■ Task description ■
Update the records below by replacing every "target" with "object" and leaving everything else unchanged. Omit the pictures from your answer.

** Begin Records to use **

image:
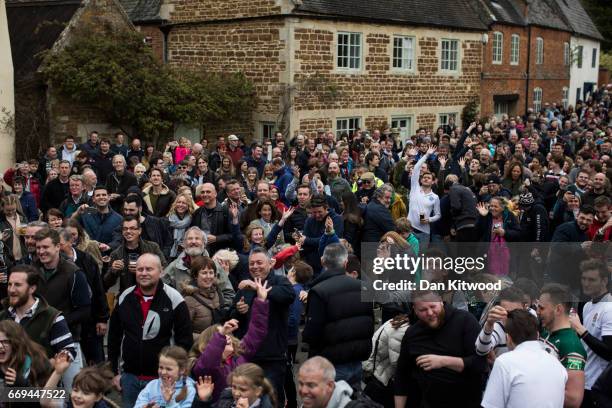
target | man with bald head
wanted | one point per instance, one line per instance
(213, 218)
(600, 188)
(148, 317)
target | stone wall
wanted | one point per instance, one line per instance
(506, 79)
(252, 47)
(67, 117)
(211, 10)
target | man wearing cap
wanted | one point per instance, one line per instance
(234, 151)
(367, 186)
(493, 188)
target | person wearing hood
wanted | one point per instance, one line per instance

** End Records to use **

■ Reply to the exercise ■
image:
object | man with bald head
wanted | one point per instance, one line per instance
(213, 218)
(600, 188)
(148, 317)
object | stone wall
wanted | one point per instance, one line per instance
(506, 79)
(252, 47)
(67, 117)
(211, 10)
object | man wearing cap
wanted | one point per instance, one line per instance
(234, 151)
(367, 186)
(493, 188)
object | person wearing hood
wanted | one point per instance, one line per instance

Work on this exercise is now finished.